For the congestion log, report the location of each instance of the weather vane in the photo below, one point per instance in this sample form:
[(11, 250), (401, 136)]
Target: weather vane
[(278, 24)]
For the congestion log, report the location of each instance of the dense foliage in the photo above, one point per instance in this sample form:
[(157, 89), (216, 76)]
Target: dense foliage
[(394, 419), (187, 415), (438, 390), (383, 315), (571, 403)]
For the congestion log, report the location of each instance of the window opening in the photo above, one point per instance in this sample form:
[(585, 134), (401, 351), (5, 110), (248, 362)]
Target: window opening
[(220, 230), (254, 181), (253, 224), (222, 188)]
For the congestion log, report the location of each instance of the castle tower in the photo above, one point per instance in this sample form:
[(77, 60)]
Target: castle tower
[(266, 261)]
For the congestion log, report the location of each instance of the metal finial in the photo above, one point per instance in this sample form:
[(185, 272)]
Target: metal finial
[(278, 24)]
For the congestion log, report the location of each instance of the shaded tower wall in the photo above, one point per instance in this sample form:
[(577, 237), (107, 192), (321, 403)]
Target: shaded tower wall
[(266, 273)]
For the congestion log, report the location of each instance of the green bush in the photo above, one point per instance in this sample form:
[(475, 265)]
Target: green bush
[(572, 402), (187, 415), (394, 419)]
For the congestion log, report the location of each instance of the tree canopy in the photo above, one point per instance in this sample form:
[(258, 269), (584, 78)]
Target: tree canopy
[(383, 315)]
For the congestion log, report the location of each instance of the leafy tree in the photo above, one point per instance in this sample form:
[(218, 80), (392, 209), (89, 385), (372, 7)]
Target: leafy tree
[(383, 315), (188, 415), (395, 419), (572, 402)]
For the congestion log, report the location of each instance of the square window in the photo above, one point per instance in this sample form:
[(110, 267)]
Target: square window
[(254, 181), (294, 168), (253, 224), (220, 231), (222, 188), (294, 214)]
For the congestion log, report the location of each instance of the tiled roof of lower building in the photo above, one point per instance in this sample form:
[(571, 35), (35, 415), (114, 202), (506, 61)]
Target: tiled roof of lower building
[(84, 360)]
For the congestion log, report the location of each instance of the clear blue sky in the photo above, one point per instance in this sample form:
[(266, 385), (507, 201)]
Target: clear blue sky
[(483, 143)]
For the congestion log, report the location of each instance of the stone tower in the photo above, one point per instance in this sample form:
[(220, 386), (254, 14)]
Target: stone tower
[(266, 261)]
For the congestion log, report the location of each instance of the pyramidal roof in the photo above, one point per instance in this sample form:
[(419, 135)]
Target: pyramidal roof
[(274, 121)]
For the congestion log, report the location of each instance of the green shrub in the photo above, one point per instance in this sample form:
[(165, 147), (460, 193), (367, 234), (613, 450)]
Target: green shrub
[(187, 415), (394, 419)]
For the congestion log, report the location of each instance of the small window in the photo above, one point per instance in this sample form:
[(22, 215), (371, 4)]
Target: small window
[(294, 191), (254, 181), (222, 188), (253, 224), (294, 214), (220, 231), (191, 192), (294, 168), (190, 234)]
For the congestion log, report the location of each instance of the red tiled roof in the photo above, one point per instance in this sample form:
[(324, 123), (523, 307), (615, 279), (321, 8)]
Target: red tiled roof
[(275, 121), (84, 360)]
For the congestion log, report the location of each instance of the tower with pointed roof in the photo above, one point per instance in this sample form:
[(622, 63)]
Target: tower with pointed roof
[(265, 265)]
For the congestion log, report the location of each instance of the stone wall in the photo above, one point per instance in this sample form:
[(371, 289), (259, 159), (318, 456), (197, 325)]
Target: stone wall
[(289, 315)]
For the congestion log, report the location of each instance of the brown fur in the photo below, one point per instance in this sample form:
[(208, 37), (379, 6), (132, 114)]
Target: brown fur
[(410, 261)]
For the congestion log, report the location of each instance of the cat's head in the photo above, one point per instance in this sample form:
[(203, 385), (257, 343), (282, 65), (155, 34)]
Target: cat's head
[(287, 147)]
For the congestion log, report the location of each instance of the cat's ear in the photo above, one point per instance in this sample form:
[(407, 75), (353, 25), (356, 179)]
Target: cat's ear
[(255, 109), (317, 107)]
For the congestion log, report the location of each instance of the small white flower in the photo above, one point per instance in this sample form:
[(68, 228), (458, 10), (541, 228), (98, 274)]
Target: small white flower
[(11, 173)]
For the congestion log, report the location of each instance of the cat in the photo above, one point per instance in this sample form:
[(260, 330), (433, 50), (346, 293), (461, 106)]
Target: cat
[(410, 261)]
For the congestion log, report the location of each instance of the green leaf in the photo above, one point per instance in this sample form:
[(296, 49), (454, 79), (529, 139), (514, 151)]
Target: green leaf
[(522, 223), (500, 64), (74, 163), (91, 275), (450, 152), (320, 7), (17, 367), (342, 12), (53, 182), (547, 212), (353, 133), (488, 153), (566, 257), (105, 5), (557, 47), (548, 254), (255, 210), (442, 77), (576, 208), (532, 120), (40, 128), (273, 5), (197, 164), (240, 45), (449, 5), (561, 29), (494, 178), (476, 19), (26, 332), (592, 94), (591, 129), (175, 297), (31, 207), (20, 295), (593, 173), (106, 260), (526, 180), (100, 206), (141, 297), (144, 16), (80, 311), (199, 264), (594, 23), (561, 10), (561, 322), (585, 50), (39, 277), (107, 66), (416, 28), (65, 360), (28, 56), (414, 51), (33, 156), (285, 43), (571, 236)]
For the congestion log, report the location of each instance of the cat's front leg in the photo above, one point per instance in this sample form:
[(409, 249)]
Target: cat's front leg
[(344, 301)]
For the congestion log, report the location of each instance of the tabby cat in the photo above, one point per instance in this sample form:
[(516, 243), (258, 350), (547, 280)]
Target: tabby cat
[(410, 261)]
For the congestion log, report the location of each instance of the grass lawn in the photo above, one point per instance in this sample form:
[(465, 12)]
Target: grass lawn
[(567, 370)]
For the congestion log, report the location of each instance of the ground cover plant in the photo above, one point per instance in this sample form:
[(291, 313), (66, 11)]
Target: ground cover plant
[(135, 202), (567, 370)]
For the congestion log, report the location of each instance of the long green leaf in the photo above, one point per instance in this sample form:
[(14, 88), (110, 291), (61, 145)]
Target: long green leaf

EXERCISE BRIEF: Reproduce verbatim the lines of the records that start with the line containing "the green leaf" and go on through the line containing "Target: green leaf", including both of those lines.

RESPONSE:
For the congestion log, report the location of each instance of the green leaf in the photo above, one point per instance in this sample form:
[(296, 49), (454, 79), (529, 139), (514, 151)]
Target: green leaf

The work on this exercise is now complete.